Problem to work on. Which lines in the items below contain the word "clicks"? Pick out each of those lines and copy it.

(Saved entries)
%%

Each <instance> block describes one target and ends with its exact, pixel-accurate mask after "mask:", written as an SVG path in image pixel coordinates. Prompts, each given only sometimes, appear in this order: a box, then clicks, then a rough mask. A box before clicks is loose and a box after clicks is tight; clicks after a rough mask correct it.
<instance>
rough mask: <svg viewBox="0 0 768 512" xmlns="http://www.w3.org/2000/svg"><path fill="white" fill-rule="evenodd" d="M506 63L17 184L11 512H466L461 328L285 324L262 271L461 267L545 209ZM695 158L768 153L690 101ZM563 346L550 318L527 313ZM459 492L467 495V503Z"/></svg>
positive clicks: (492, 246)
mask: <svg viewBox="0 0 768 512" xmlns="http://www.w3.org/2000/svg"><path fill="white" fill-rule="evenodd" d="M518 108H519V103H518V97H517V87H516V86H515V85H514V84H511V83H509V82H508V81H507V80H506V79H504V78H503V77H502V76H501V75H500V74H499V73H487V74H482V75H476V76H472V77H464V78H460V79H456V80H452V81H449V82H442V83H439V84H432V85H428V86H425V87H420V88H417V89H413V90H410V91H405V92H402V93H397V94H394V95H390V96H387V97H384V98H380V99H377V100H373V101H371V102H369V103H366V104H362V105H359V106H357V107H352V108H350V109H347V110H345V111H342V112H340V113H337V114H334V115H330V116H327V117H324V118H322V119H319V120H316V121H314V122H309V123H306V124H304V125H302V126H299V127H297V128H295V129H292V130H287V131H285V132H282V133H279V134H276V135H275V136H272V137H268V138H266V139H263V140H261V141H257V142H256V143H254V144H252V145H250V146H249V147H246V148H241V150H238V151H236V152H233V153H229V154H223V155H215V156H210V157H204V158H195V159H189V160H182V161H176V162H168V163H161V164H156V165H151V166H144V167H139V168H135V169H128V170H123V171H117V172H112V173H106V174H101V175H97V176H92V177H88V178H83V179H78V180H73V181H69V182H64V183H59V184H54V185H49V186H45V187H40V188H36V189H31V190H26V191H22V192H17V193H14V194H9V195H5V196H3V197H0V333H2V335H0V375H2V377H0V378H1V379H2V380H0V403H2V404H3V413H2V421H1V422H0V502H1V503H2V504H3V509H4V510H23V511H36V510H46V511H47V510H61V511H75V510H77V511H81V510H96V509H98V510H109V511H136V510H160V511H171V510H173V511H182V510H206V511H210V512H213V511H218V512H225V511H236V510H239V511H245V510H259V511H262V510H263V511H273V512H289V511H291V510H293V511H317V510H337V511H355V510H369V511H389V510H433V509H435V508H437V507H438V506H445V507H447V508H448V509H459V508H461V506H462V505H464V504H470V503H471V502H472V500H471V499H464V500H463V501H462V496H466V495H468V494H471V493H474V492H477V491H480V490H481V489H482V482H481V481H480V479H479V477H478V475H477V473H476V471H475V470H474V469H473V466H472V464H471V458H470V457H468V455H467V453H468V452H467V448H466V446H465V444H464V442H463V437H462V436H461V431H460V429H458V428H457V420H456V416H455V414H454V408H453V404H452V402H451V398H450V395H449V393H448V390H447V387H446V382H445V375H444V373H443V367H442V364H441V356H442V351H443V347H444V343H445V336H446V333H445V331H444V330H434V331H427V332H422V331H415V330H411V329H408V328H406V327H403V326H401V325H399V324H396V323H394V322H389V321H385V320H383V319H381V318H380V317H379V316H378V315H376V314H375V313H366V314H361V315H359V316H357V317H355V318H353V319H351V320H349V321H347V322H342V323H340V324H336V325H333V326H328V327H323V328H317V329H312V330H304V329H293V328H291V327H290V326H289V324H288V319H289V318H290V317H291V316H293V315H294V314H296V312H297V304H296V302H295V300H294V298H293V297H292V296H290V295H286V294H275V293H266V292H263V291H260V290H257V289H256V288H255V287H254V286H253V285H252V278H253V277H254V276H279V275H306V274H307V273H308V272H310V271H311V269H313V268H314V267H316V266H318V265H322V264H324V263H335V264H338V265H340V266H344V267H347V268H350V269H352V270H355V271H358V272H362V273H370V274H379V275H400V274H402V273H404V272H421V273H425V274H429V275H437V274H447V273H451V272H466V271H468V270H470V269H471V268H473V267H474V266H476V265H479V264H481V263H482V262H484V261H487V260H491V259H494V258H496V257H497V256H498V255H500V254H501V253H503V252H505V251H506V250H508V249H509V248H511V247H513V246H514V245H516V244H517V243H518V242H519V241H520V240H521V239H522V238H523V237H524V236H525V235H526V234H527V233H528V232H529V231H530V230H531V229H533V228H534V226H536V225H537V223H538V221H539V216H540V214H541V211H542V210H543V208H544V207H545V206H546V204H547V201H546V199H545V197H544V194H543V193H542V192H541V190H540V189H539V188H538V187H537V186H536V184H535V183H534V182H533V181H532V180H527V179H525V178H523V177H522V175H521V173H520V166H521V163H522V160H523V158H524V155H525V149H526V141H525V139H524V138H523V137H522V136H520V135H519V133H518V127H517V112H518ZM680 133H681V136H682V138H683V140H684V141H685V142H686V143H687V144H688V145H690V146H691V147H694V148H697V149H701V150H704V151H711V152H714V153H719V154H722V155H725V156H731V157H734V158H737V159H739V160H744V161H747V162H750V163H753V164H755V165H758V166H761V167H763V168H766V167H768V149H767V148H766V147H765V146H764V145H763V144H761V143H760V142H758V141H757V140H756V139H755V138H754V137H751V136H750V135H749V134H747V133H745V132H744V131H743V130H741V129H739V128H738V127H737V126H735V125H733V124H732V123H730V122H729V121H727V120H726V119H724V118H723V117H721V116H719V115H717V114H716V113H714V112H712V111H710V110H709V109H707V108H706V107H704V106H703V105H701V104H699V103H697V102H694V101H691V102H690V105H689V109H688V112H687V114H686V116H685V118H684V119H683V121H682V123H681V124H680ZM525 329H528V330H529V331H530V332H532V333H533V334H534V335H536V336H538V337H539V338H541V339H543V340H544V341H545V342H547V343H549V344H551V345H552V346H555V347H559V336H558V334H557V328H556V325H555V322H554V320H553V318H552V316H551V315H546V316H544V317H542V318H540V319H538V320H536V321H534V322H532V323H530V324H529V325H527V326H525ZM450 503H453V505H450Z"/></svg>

%%

Completed exercise.
Each <instance> block describes one target and ends with its exact, pixel-accurate mask after "mask:", written as an SVG path in image pixel coordinates. Prompts, each given only sometimes, appear in this order: a box, then clicks, then a rough mask. A box before clicks is loose and a box after clicks is tight; clicks after a rough mask correct it.
positive clicks: (492, 246)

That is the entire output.